Report only the number of lines in the entries below that contain the string "wall". Case counts.

[SUPPLIED RECORDS]
════════════════════

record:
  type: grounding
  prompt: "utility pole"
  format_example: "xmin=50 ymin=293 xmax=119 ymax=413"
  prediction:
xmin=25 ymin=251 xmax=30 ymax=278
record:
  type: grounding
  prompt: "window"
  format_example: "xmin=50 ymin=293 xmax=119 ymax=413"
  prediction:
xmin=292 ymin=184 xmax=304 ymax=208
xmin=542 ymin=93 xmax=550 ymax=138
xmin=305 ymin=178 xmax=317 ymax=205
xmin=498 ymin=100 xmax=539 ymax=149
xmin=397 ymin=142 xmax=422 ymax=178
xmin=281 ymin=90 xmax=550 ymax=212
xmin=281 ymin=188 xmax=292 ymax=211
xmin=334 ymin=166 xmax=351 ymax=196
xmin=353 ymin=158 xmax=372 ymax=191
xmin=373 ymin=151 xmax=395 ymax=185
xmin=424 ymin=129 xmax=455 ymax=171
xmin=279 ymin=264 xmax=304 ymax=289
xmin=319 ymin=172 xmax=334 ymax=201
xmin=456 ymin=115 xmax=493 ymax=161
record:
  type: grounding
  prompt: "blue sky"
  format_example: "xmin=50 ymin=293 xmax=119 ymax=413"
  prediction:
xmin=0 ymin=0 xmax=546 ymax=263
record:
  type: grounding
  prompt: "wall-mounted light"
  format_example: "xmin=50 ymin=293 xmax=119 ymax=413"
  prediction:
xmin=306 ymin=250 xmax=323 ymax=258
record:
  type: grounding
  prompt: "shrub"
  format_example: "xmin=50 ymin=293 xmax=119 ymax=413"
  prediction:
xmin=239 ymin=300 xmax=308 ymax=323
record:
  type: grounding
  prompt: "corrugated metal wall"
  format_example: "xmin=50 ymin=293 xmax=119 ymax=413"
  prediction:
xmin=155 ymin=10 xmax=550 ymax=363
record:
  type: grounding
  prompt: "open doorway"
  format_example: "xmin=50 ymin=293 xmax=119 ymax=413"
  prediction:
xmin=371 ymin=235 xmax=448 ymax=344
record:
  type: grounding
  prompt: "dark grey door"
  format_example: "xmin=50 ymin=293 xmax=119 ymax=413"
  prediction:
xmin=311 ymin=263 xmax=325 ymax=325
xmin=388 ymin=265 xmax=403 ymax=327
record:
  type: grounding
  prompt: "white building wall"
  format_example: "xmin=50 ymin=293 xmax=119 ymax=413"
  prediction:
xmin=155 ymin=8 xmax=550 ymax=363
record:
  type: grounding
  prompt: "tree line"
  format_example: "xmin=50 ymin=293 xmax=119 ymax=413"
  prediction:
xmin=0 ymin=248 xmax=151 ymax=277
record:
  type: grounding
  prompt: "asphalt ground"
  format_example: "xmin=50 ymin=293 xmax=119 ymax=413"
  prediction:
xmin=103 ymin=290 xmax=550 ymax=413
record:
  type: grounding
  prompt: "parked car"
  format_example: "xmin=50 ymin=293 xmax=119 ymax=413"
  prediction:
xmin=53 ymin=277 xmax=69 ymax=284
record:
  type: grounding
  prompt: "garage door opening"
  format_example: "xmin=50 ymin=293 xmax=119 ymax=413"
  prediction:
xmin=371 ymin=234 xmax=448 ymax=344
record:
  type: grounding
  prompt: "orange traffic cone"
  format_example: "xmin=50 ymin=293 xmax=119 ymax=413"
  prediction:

════════════════════

[ANSWER BELOW]
3